▸ DESCRIPTION OF THE TASK
Retype the records below exactly. Leave nothing out.
:: EXERCISE MATERIAL
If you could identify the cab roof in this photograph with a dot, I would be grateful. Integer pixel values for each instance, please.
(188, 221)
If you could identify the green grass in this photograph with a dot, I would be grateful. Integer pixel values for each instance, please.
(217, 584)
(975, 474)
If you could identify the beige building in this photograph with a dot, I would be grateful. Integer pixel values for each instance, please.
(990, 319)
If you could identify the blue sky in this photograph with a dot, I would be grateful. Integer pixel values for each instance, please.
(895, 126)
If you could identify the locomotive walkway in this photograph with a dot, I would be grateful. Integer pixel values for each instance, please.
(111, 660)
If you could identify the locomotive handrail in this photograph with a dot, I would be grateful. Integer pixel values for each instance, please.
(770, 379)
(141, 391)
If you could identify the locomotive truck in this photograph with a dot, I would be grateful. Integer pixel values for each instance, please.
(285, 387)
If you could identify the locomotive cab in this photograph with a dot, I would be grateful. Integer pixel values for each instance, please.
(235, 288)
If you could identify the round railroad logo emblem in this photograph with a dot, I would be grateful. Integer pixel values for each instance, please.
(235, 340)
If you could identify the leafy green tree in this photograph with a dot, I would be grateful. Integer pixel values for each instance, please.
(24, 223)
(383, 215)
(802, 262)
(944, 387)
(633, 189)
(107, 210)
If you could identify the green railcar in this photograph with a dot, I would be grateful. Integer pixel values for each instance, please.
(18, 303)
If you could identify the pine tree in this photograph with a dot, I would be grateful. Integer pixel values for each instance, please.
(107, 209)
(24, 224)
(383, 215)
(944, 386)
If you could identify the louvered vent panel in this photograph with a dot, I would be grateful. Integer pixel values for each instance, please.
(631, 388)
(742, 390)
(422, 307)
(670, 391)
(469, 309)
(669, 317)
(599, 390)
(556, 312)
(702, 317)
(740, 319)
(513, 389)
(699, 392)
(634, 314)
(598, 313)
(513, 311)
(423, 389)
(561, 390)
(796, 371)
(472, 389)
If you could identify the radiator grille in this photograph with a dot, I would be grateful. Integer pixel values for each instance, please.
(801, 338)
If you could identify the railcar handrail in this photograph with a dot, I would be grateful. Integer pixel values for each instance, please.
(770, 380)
::::
▸ TASK OUTPUT
If you could identify the cab roof in this photograph with a dot, I would be grateful. Integer pixel values for each instance, please.
(188, 221)
If you could identify the green grass in this photograph with a dot, I would be grateful. Integer pixel values for each instance, please.
(217, 584)
(975, 474)
If you could identify the beige building in this photograph with a dot, I would be grateful. Integer pixel values for each instance, please.
(990, 319)
If you could identify the blue sky in this photograph with a dot, I would be grateful. Integer pixel values for each instance, please.
(895, 126)
If you could identify the locomotive walkway in this photograph with a dot, I would be grateful. Integer pixel values for each instance, please.
(111, 660)
If you could identify the locomotive handrail in this photograph with a dot, I would be grateful. Integer pixel values for each instance, please.
(770, 379)
(141, 391)
If you could identify the locomotive truck in this photograph with a dot, I would be grateful. Integer pixel values for each instance, please.
(285, 387)
If you could identify the locomotive cab in this photograph with a dot, I would be grateful. Integer pixel values for each instance, please.
(235, 288)
If you could identify the round railroad logo emblem in this photograph with a dot, I would be grateful. Integer pixel values for each instance, please.
(235, 340)
If you could identify the leafy green tree in this photograph with a dot, I would be grateful. Integer pixel values for each instance, please.
(24, 223)
(383, 215)
(802, 262)
(944, 387)
(633, 189)
(107, 210)
If you could identify the green railcar in this photograph with a dot, I would be grateful. Integer pixel values for each instance, please.
(18, 303)
If you could identify the pine tree in this photograph with a dot, I would be grateful. Integer pixel values for each instance, please.
(107, 209)
(24, 224)
(383, 215)
(944, 386)
If you could identify the louvered vent panel in this photograph with a dot, I would be grateful. Integer pixel values for each instance, please.
(631, 388)
(742, 390)
(422, 307)
(670, 391)
(469, 309)
(669, 317)
(599, 390)
(556, 312)
(702, 317)
(740, 319)
(513, 389)
(699, 392)
(634, 314)
(598, 313)
(513, 311)
(423, 389)
(561, 390)
(796, 371)
(472, 389)
If you could identify the radiator grille in this photograph with a dot, I would be grateful. Integer pixel values for each instance, please.
(801, 338)
If you could identify the railcar handrail in this photograph with a dot, I would be grateful. Integer pixel values for each instance, please.
(770, 380)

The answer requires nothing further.